Task directions ▸
The required result is the exact run of lines beginning at the one containing "Practice. Place a point on every instance of the woman's" and ending at the last line of the entries.

Materials provided ▸
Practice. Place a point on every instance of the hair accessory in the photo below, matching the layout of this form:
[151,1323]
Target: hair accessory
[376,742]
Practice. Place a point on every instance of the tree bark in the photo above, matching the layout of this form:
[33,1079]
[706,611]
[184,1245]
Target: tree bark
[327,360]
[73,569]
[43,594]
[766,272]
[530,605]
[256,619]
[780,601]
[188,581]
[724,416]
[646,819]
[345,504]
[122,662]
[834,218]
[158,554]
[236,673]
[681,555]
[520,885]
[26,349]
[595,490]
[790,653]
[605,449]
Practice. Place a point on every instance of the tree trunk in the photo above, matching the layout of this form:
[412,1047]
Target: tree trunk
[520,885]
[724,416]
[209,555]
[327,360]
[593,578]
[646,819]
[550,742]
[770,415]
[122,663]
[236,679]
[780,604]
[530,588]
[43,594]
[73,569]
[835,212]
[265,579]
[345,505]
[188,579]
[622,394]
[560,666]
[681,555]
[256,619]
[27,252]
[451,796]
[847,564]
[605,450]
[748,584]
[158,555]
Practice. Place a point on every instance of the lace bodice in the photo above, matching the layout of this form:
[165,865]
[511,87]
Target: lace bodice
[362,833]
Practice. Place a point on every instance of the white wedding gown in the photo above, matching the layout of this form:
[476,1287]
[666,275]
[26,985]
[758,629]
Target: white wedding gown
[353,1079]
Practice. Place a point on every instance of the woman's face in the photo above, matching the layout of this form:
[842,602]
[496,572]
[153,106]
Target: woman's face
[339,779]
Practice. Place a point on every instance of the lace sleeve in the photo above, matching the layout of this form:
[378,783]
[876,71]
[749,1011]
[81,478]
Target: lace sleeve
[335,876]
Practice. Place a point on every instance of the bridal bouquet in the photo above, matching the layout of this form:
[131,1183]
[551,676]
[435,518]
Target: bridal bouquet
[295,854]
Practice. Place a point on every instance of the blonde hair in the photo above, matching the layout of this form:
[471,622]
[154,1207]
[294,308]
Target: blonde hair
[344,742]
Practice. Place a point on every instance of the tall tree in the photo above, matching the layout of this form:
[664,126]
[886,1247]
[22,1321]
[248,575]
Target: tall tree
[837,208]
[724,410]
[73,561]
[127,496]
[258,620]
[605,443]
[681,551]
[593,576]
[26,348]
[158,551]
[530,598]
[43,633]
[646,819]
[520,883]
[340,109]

Full answer ▸
Practice. Place a point on every instance of the woman's face in the photo above, matching the layout of this form:
[842,602]
[496,572]
[153,106]
Target: woman's face
[339,779]
Practice. Place a point on every instance of the lace sleeve in the photo above, matching the layout of this form:
[378,783]
[876,71]
[749,1011]
[81,478]
Target: lace sleeve
[335,876]
Practice. Place a point on every instance of the bridal bouquet in the photo above, matching the layout of this form:
[131,1183]
[551,676]
[435,518]
Target: bridal bouquet
[295,854]
Practice. Place a point on every instance of the blonde hair in the photo above, matching the layout of this form:
[471,622]
[154,1207]
[294,308]
Target: blonde hair
[344,742]
Practice. Place a point on every instance of the tall tree in the photo above, matching the layout of this form:
[664,126]
[886,1247]
[22,1321]
[248,575]
Target: tall tree
[837,208]
[724,410]
[73,561]
[127,496]
[258,620]
[605,443]
[681,551]
[593,576]
[26,348]
[158,551]
[530,598]
[43,633]
[646,819]
[520,883]
[340,109]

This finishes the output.